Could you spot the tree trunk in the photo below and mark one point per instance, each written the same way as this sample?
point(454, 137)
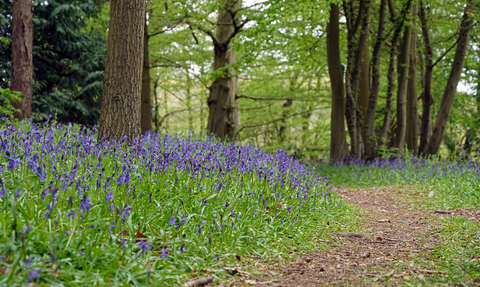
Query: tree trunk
point(402, 90)
point(364, 88)
point(221, 101)
point(22, 57)
point(355, 51)
point(335, 70)
point(121, 102)
point(146, 110)
point(412, 106)
point(451, 88)
point(398, 22)
point(427, 99)
point(370, 142)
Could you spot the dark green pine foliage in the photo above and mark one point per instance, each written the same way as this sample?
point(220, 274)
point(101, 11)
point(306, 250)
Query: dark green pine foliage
point(68, 61)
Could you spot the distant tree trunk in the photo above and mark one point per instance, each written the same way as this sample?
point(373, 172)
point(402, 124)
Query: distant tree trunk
point(370, 141)
point(427, 99)
point(283, 125)
point(335, 70)
point(412, 95)
point(364, 88)
point(221, 102)
point(121, 102)
point(398, 22)
point(146, 117)
point(356, 43)
point(451, 88)
point(402, 90)
point(22, 57)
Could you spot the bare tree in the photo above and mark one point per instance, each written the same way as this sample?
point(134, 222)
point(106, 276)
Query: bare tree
point(121, 102)
point(22, 56)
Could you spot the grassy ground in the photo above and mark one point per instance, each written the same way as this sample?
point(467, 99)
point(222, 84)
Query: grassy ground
point(157, 212)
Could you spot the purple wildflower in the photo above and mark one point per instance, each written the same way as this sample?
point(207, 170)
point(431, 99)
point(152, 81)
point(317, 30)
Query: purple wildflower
point(54, 258)
point(33, 274)
point(28, 262)
point(144, 246)
point(164, 254)
point(108, 197)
☆ ☆ ☆ ☆ ☆
EXERCISE OBJECTIVE
Restate each entry word for word, leaving out any pictures.

EXERCISE RESULT
Could you spot the tree trunk in the photo below and mark one point per instance, each written the same way as this sample?
point(454, 137)
Query: tree trunk
point(402, 90)
point(364, 88)
point(221, 101)
point(22, 57)
point(355, 51)
point(335, 70)
point(121, 102)
point(146, 110)
point(412, 106)
point(451, 88)
point(398, 22)
point(427, 99)
point(370, 142)
Could you spot the dark green pine foliage in the photo above and mark one point per instance, each written the same way as this sample?
point(220, 274)
point(101, 11)
point(306, 250)
Query: dark green pine foliage
point(68, 61)
Could you spot the distant tree trunk in the photo above and mark one point per instance, each written the same way as this sample?
point(373, 172)
point(402, 124)
Query: distant tree trunk
point(370, 141)
point(427, 99)
point(283, 125)
point(335, 70)
point(412, 95)
point(364, 88)
point(221, 102)
point(121, 102)
point(398, 22)
point(146, 117)
point(356, 43)
point(451, 88)
point(402, 90)
point(22, 57)
Could you spot the bare tree in the photo above and mark one point per instance, each written the same way as this sample?
point(134, 222)
point(106, 276)
Query: bare tree
point(121, 102)
point(22, 56)
Could you spot the grassy ground in the photo above and mark one point per instance, each written the same way as this sample?
point(467, 99)
point(222, 84)
Query: grassy ground
point(157, 212)
Could you spot the purple wildflower in the photo above and mark one point per instance, each written the same way as this sample?
point(207, 170)
point(431, 99)
point(152, 81)
point(317, 30)
Query: purple wildflower
point(54, 258)
point(33, 274)
point(28, 262)
point(144, 246)
point(164, 254)
point(108, 197)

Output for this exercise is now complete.